(Records from a point labeling set)
────────────────

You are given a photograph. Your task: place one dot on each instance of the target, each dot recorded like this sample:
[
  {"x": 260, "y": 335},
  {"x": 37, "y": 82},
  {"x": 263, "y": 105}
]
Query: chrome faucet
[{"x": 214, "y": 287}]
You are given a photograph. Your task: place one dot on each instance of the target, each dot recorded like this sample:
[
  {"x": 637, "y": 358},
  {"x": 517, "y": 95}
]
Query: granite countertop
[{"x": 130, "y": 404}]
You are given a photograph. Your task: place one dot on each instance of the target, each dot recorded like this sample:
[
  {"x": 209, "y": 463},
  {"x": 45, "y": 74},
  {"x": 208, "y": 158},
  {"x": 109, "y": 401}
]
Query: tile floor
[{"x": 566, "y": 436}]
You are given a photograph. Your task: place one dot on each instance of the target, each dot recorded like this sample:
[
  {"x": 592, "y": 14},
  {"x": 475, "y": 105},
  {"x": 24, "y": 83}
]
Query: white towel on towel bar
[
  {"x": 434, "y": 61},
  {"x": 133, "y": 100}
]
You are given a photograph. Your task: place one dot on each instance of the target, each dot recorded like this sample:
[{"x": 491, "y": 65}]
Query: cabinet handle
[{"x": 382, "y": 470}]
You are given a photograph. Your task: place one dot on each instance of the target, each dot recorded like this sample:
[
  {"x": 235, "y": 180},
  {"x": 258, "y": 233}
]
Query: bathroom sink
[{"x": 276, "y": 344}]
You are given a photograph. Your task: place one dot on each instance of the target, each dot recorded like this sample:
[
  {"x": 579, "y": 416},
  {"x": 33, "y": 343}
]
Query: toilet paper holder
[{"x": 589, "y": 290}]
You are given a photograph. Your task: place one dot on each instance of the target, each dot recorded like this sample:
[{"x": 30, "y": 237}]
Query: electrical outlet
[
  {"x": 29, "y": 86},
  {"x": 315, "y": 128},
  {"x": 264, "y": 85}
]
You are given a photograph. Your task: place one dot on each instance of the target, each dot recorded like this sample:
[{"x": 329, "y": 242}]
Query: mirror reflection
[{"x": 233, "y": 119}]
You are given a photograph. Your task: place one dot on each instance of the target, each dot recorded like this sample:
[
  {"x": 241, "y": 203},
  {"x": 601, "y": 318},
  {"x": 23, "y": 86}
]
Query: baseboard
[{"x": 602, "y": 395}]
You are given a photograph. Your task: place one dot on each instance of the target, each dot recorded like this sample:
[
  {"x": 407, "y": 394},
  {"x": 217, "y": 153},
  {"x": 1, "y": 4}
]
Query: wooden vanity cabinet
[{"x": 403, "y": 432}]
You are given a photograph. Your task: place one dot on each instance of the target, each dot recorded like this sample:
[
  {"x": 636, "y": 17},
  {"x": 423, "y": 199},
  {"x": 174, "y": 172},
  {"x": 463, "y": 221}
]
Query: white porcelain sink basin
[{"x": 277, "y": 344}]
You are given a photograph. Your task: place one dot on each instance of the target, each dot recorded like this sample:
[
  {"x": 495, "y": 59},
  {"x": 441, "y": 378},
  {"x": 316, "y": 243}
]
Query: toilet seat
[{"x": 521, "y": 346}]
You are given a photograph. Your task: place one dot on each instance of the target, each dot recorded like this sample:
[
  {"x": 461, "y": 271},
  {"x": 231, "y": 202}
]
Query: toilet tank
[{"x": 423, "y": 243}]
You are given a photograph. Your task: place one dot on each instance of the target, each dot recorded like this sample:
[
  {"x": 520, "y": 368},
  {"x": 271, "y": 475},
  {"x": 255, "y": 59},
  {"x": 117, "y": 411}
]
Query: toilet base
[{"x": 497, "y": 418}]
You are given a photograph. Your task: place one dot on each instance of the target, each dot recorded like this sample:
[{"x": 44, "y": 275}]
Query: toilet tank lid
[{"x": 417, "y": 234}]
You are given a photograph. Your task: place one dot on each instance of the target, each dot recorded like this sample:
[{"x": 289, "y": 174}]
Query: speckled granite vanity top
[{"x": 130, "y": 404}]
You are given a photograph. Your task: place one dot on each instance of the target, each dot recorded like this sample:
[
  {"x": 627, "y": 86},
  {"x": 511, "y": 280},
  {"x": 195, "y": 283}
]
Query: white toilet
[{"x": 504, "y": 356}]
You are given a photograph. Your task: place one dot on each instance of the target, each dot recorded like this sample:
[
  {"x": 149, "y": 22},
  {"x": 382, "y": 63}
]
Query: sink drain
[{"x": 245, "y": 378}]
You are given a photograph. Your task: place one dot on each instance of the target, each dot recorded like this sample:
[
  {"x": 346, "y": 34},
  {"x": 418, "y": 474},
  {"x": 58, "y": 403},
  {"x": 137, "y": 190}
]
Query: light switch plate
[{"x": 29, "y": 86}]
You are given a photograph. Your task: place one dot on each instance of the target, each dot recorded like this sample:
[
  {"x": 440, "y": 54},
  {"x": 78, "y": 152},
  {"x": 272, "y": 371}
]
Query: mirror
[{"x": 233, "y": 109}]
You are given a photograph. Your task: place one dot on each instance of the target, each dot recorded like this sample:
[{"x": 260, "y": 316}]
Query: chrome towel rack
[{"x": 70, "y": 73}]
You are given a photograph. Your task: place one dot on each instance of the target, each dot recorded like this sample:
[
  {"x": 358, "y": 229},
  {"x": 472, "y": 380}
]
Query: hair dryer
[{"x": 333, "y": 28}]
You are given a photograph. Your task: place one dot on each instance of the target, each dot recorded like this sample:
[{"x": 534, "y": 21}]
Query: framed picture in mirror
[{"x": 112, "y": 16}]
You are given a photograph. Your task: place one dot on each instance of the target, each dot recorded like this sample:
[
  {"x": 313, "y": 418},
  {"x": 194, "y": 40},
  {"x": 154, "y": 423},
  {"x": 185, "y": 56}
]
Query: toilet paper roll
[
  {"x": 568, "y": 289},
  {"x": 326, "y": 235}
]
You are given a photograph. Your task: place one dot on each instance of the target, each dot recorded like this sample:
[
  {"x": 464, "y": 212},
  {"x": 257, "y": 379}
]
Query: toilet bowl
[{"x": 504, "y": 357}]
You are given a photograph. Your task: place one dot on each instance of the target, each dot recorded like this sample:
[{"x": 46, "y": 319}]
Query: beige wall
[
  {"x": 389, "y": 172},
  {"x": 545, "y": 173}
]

────────────────

The records above should all be quoted exactly, please.

You are given a photograph. Your task: place one dot on each instance of the target, each dot recorded like this sample:
[
  {"x": 260, "y": 335},
  {"x": 37, "y": 82},
  {"x": 263, "y": 105}
]
Query: chrome faucet
[{"x": 214, "y": 287}]
You are given a photograph. Your task: place one dot on each instance of the target, each dot recorded like this sample:
[
  {"x": 637, "y": 358},
  {"x": 517, "y": 95}
]
Query: granite countertop
[{"x": 130, "y": 404}]
You are given a photograph. Your task: place one dot on each instance of the target, each dot recorded like this sample:
[
  {"x": 209, "y": 463},
  {"x": 45, "y": 74},
  {"x": 208, "y": 158},
  {"x": 109, "y": 401}
]
Query: tile floor
[{"x": 566, "y": 436}]
You are given a photograph. Your task: place one dot on each instance of the target, each dot recorded like this sample:
[
  {"x": 592, "y": 14},
  {"x": 475, "y": 105},
  {"x": 24, "y": 83}
]
Query: white towel on towel bar
[
  {"x": 434, "y": 61},
  {"x": 133, "y": 100}
]
You are given a photograph. Your task: place one dot on each instance of the target, each dot recorded like this sample:
[{"x": 491, "y": 65}]
Query: cabinet handle
[{"x": 382, "y": 470}]
You are given a photograph. Your task: place one dot on each instance of the target, each dot recorded like this sample:
[
  {"x": 235, "y": 180},
  {"x": 258, "y": 233}
]
Query: bathroom sink
[{"x": 276, "y": 344}]
You are given a photograph. Your task: place one dot on each instance of the target, each dot recorded like this sample:
[
  {"x": 579, "y": 416},
  {"x": 33, "y": 343}
]
Query: toilet paper holder
[{"x": 589, "y": 290}]
You are given a photograph. Your task: place one dot on each instance of the target, each dot recorded like this sample:
[{"x": 30, "y": 237}]
Query: electrical outlet
[
  {"x": 29, "y": 86},
  {"x": 315, "y": 128},
  {"x": 264, "y": 85}
]
You are given a photograph. Your task: place one dot on each instance of the target, each dot recorded like this sample:
[{"x": 329, "y": 242}]
Query: mirror reflection
[{"x": 233, "y": 119}]
You are given a photograph. Your task: place one dot on each instance of the target, each dot recorded like this sample:
[
  {"x": 241, "y": 203},
  {"x": 601, "y": 318},
  {"x": 23, "y": 86}
]
Query: baseboard
[{"x": 602, "y": 395}]
You are given a photograph. Your task: place one dot on each instance of the target, each dot recorded like this sample:
[
  {"x": 407, "y": 394},
  {"x": 217, "y": 153},
  {"x": 1, "y": 4}
]
Query: wooden vanity cabinet
[{"x": 403, "y": 432}]
You are given a photograph. Your task: place one dot on each instance of the target, each dot recorded like this sample:
[
  {"x": 636, "y": 17},
  {"x": 423, "y": 199},
  {"x": 174, "y": 172},
  {"x": 463, "y": 221}
]
Query: white porcelain sink basin
[{"x": 277, "y": 344}]
You are given a photograph. Your task: place one dot on each instance of the target, each dot recorded like this sample:
[
  {"x": 495, "y": 59},
  {"x": 441, "y": 378},
  {"x": 316, "y": 243}
]
Query: toilet seat
[{"x": 521, "y": 346}]
You are given a photograph. Your task: place one dot on each instance of the target, each dot recorded like this sample:
[
  {"x": 461, "y": 271},
  {"x": 231, "y": 202}
]
Query: toilet tank
[{"x": 423, "y": 243}]
You are given a photograph. Your task: place one dot on each instance of the target, each dot recorded like this sample:
[
  {"x": 520, "y": 368},
  {"x": 271, "y": 475},
  {"x": 255, "y": 59},
  {"x": 117, "y": 411}
]
Query: toilet base
[{"x": 497, "y": 418}]
You are given a photograph. Your task: place one dot on each instance of the target, each dot recorded like this sample:
[{"x": 44, "y": 275}]
Query: toilet tank lid
[{"x": 417, "y": 234}]
You are given a photograph. Your task: place one dot on each instance of the target, each dot recorded like this sample:
[{"x": 289, "y": 174}]
Query: speckled granite vanity top
[{"x": 130, "y": 404}]
You are given a photograph. Your task: place one dot on each instance of the target, each dot recorded like this sample:
[
  {"x": 627, "y": 86},
  {"x": 511, "y": 280},
  {"x": 195, "y": 283}
]
Query: white toilet
[{"x": 504, "y": 356}]
You are given a photograph. Your task: place one dot on each instance of the target, each dot recorded like this sample:
[
  {"x": 149, "y": 22},
  {"x": 382, "y": 63}
]
Query: sink drain
[{"x": 245, "y": 378}]
You are given a photograph. Your task: place one dot on each instance of the target, each dot recorded like this sample:
[
  {"x": 346, "y": 34},
  {"x": 418, "y": 474},
  {"x": 58, "y": 403},
  {"x": 137, "y": 190}
]
Query: light switch plate
[{"x": 29, "y": 86}]
You are given a photograph. Your task: place one dot on each instance of the target, each dot recorded like this sample:
[
  {"x": 440, "y": 54},
  {"x": 78, "y": 152},
  {"x": 272, "y": 371}
]
Query: mirror
[{"x": 233, "y": 109}]
You are given a photograph. Your task: place one dot on each instance of the target, each dot recorded like this sample:
[{"x": 260, "y": 316}]
Query: chrome towel rack
[{"x": 70, "y": 73}]
You are given a photograph. Your task: place one dot on each instance of the target, each dot recorded like this sample:
[
  {"x": 358, "y": 229},
  {"x": 472, "y": 380}
]
Query: hair dryer
[{"x": 333, "y": 28}]
You are given a photograph. Your task: place one dot on each instance of the target, each dot recorded like this sample:
[{"x": 534, "y": 21}]
Query: framed picture in mirror
[{"x": 112, "y": 16}]
You are given a photograph. Your task: place one dot on each instance of the target, each dot recorded like this sample:
[
  {"x": 313, "y": 418},
  {"x": 194, "y": 40},
  {"x": 154, "y": 423},
  {"x": 185, "y": 56}
]
Query: toilet paper roll
[
  {"x": 568, "y": 289},
  {"x": 326, "y": 235}
]
You are given a photograph. Your task: place one dot on each instance of the target, each dot recorded like this sample:
[
  {"x": 464, "y": 212},
  {"x": 257, "y": 379}
]
Query: toilet bowl
[{"x": 504, "y": 357}]
You are given a photograph. Your task: place one dot on each instance of the target, each dot recorded like this sample:
[{"x": 46, "y": 319}]
Query: beige wall
[
  {"x": 389, "y": 172},
  {"x": 545, "y": 173}
]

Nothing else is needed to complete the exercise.